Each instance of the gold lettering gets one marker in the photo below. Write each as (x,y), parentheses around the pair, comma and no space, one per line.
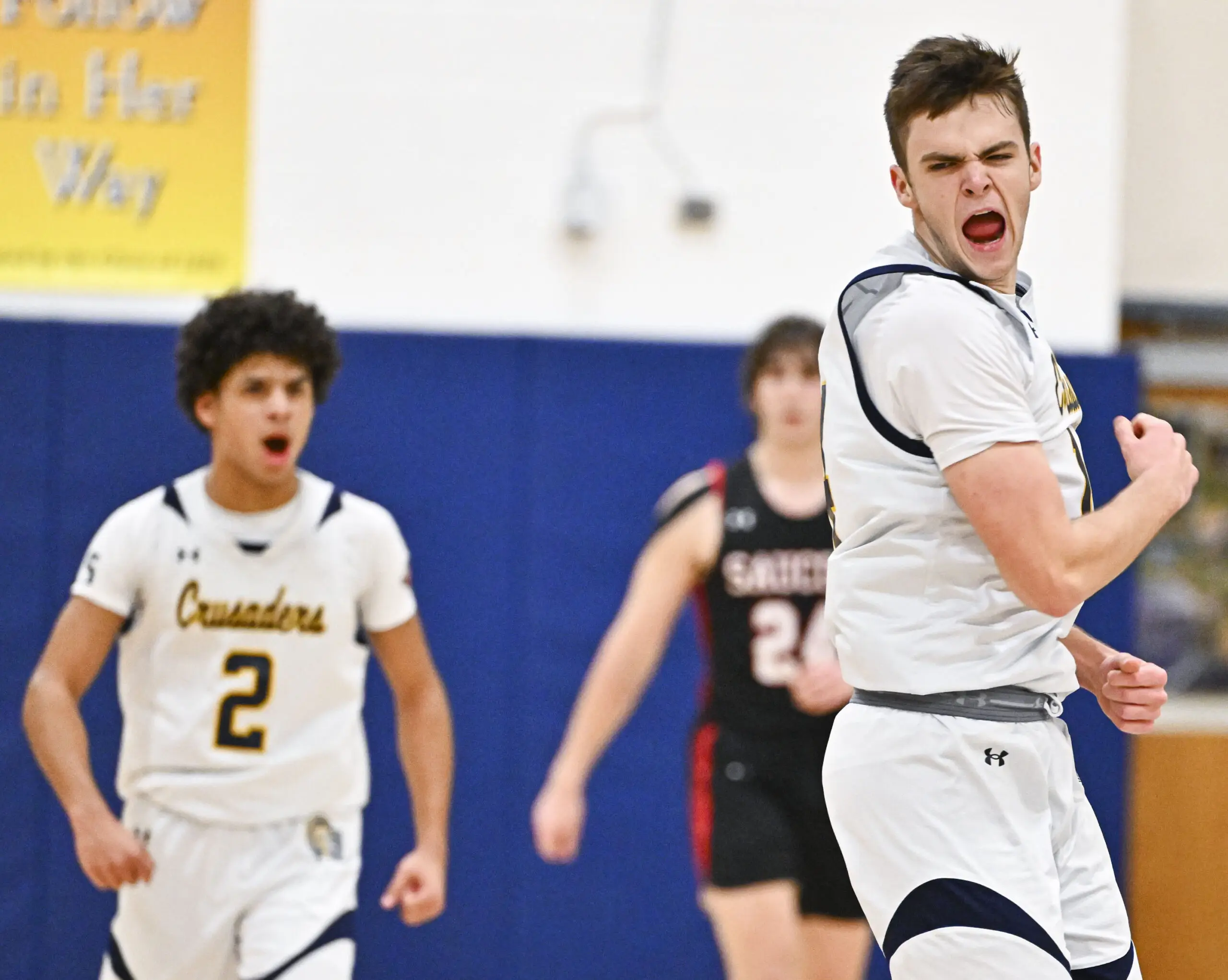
(245,614)
(189,591)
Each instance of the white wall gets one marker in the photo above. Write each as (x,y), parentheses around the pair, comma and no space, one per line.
(1177,199)
(409,159)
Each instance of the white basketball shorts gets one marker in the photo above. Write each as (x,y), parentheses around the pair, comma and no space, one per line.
(238,903)
(973,849)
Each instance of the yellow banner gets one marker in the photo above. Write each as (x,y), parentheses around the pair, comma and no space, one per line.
(123,144)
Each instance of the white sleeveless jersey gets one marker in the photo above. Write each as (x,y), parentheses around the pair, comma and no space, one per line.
(241,670)
(941,369)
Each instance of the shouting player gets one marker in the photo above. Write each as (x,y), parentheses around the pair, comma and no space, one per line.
(752,542)
(240,595)
(966,544)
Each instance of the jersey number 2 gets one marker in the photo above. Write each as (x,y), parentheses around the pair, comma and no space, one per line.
(261,665)
(778,648)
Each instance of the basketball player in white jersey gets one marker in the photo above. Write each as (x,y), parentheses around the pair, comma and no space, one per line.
(242,596)
(966,543)
(751,542)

* **PROBLEM TO SOLVE**: Rewrite all of the rows above with "marker" swapped for "dot" and nothing else changed. Leave the picture out.

* **TASK OUTPUT**:
Each instance of the gold lettering gets one dot in the photo below. Write each as (x,y), parentheses around the pair, comma and no space, one per line.
(245,614)
(189,591)
Each instance of the white wall gets one dot in the photo above. Write each as (x,y), parentheses around the pair, comma and no space, one per line.
(1177,199)
(409,159)
Each instance of the white basketball shorts gets one dot in the photo above. Write each as (x,y), parentheses around the pair, comma and no space, one per line.
(238,903)
(973,849)
Each instance of the yellow banner gets one dot in the photo above. Write each as (x,y), parentheses around the pair, comma and no space, one per line.
(123,144)
Each instance of the white sleeveless jersey gets one dot in the photo above. Write each as (x,y), parentheses around the pair, comma and no space, one per line.
(241,670)
(941,369)
Each instance of the shouting player gets one dot in the photo above. Write each as (x,y), parentheses around the pair, comma and no space, one per line.
(752,542)
(240,595)
(966,544)
Each instance of the jersey number 2 gets one dot in the photo above. Write each as (x,y), parentheses around the pair, comma and no space, one per line.
(261,665)
(778,648)
Each instance of the basketball player in white jersey gets one dot in the photo above. Write each as (x,y), parentheses around the pair, comma and no space, one per line.
(242,596)
(966,543)
(751,542)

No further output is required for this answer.